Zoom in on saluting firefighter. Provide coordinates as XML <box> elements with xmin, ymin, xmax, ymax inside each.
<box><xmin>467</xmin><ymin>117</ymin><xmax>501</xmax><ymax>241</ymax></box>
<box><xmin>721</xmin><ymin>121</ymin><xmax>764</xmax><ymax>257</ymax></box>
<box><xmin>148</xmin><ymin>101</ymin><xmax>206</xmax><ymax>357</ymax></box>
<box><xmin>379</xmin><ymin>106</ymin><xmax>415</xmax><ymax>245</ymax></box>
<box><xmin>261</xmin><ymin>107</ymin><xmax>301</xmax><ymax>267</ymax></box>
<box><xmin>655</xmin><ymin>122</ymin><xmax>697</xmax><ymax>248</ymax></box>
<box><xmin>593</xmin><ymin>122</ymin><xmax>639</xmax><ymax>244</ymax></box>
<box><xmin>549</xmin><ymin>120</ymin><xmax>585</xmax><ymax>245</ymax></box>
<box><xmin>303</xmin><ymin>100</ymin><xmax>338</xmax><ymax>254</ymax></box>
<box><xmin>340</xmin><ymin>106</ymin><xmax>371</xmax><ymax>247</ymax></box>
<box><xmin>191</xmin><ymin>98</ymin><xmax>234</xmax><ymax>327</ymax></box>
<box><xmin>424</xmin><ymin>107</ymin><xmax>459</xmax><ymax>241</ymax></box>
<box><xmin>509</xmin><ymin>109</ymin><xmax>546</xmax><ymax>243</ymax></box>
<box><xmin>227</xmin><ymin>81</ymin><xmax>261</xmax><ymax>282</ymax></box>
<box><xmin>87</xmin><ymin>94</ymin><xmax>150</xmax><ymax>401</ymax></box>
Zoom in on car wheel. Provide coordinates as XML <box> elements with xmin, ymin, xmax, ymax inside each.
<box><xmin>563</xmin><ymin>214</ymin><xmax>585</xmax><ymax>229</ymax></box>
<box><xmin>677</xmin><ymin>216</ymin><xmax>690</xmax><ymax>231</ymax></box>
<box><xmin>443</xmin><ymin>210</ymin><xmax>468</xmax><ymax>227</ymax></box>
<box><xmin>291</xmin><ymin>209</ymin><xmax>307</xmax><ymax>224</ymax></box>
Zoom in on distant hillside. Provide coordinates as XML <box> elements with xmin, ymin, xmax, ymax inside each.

========================================================================

The task >> Copy out only the lines from the one containing "Zoom in on car" down to the last line of the material, keeping both ends.

Written response >>
Zoom in on car wheel. Provide coordinates as XML <box> elements with xmin, ymin, xmax, ymax inside each.
<box><xmin>563</xmin><ymin>214</ymin><xmax>585</xmax><ymax>229</ymax></box>
<box><xmin>677</xmin><ymin>216</ymin><xmax>690</xmax><ymax>231</ymax></box>
<box><xmin>443</xmin><ymin>210</ymin><xmax>468</xmax><ymax>227</ymax></box>
<box><xmin>291</xmin><ymin>209</ymin><xmax>307</xmax><ymax>224</ymax></box>
Zoom in on distant hillside. Provide coordinates as XML <box> elements with xmin, ymin, xmax, ymax inside each.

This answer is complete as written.